### WHAT IS NEEDED:
Edit the records below by replacing "marker" with "point" and leaving everything else unchanged.

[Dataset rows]
☆ ☆ ☆ ☆ ☆ ☆ ☆

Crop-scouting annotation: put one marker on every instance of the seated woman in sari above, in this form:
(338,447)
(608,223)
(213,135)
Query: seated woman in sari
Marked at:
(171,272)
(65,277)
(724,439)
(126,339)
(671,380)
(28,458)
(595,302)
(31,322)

☆ ☆ ☆ ☆ ☆ ☆ ☆

### WRITTEN RESPONSE:
Crop-scouting annotation: put one point on every instance of the seated woman in sari above, in this form:
(338,447)
(608,223)
(213,135)
Query: seated woman in sari
Marked at:
(171,272)
(65,277)
(724,439)
(126,339)
(671,380)
(28,458)
(595,302)
(31,322)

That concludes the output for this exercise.